WHAT THIS EXERCISE ASKS:
1. Please list every song that the extract on the Isley Brothers names as written or co-written by Ivy Joe Hunter.
2. Write a continuation of the piece on the Isley Brothers, starting right after its final sentence.

This Old Heart Of Mine (Is Weak For You), which helped soundtrack my mid-teens, is probably the most outstanding. In truth, though, it could be the Four Tops, so I’ve chosen Behind A Painted Smile from 1967. Unlike the bigger hit, it’s a song that Rod Stewart simply wouldn’t have the vocal agility to cover.


Written by the remarkable Motown musician and lyricist Ivy Joe Hunter (who co-wrote Dancing In The Street, the Tops’ Loving You Is Sweeter Than Ever and Ask The Lonely plus The Marvelettes’ I’ll Keep Holding On) with Beatrice Verdi, its theme is the familiar one of dying inside while putting on a brave face. Tears Of A Clown and The Great Pretender exemplify this mini-genre.


It begins with plaintive, almost mournful flute and piano. Then the drums crash in, just ahead of a minor-keyed guitar line which mimics the electric sitar sound prevalent on many of the era’s finest tracks.


Ron’s urgent vocal is a tour de force, soaring above his siblings’ refrain of ‘Darling I hide the tears that I cry’ as he admits, in an astonishing leap into heart-rending falsetto towards the end of the song, that:


My life is a masquerade

Since you took your love away

Whenever you’re near, I hide my tears

Behind a painted smile


Talking of the ending, it’s the antithesis of the measured fade-out. The snare drum powers on alone for a few seconds before performing a dramatic emergency stop. For all the sadness of the sentiments, the single can still fill a dancefloor. It also reached No5 in the UK, testament to good British taste since it flopped in the US.

That said, the Isley Brothers’ first release for their own T-Neck label, named after where Ron lived in Teaneck, New Jersey, and for which they recorded from 1969-84, enjoyed greater success in the States than here.


The majestic, muscular funk of It’s Your Thing sounds, on first hearing, like the setting of African-American argot to music. (Aretha Franklin had made the phrase ‘sock it to me’ a key element of her cover of Respect, and its writer Otis Redding had injected the words into his version of Try A Little Tenderness.)

Dataset entries:
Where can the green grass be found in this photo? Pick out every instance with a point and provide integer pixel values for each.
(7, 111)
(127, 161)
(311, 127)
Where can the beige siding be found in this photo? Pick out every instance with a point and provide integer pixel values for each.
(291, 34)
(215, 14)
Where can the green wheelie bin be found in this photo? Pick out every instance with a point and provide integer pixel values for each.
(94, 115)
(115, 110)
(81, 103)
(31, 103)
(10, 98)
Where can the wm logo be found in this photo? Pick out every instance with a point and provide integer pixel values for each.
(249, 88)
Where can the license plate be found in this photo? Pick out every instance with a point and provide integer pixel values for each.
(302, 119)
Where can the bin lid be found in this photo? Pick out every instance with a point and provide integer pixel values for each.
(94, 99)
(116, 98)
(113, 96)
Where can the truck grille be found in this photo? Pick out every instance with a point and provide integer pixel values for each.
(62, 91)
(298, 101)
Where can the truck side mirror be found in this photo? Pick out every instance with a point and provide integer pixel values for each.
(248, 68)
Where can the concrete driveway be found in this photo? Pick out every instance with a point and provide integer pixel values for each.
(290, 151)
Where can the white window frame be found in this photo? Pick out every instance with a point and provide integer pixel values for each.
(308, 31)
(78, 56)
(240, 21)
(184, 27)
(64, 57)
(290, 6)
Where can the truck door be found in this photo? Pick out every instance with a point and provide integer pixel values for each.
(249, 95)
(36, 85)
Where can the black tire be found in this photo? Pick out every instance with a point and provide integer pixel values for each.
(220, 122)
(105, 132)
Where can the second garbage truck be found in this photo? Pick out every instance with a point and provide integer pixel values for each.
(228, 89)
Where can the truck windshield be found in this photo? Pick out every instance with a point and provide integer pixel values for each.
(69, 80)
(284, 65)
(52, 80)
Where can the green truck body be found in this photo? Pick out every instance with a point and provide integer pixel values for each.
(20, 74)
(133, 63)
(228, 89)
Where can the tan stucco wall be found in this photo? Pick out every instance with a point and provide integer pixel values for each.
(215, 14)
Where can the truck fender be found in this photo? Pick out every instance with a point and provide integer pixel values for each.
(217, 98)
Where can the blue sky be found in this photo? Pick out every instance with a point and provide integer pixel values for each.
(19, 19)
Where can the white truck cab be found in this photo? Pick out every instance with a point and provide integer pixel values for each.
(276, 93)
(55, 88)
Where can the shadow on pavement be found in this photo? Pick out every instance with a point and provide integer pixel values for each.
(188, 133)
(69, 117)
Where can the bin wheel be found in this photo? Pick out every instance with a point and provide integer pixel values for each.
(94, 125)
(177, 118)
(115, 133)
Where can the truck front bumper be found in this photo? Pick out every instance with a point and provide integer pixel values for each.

ANSWERS FOR THIS EXERCISE:
1.
- Behind A Painted Smile
- Dancing In The Street
- Loving You Is Sweeter Than Ever
- Ask The Lonely
- I'll Keep Holding On

2.
It’s your thing

Do what you wanna do

I can’t tell you

Who to sock it to


In the final moments of the song, however, Ron tells us ‘It’s my thing/ I do what I wanna do’, sounding very much like a riposte to Berry Gordy (who unsuccessfully took them to court claiming they had recorded it while under contract to Motown). A declaration of Isley independence, it also chimed with the Black Power tropes of the time.


Whichever way you interpret Ron’s lyric – and it may well be about freedom within a relationship – his assured vocal and a swaggering brass arrangement featuring Wilson Pickett’s touring band have made it a go-to song for television and film.


It’s Your Thing was the first cut on which Ernie, then 16, played. He was on bass for that session, but his stunning, barrier-breaking lead guitar work as part of a six-piece Isley Brothers took their music to a new level in 1973.

My colleague Stan Hey wrote on Here Comes the Song about the enduring splendour of Summer Breeze, another Isleys cover that transcended the original (by Seals & Crofts). Closing the same innovative album, 3 + 3, was the ballad The Highways Of My Life, written by Ron, O’Kelly and Rudy with three new members, their brothers Ernie and Marvin, and cousin Chris Jasper.


Jasper’s beautiful, understated piano/synthesiser intro has echoes of Stevie Wonder’s Innervisions album, unsurprising since they were recorded simultaneously at the Record Plant in Los Angeles, with recently departed synth pioneer and all-round creative genius Malcolm Cecil involved in both.


Unlike the similar, if deceptive start to Painted Smile, the reflective mood is sustained as Ron ponders which road he will take now that ‘there’s no love between us that remains’.


Reading all the signs along the way

Knowing where I am, not what they say

My destination’s closer day by day

So I can’t be concerned with the other side of the road


The song also resonated because America, mired in the Vietnam War and riven by political and generational conflict at home, was very much wondering which road to take.


Yet the part of the song that gets me, every time, is the section where, as Ron sings ‘Down the highways’, the rest of the band harmonise with an intricate, delicate ‘dadada-da-da’.


Even when he strays into gibberish, Ronald Isley remains a singer for the ages.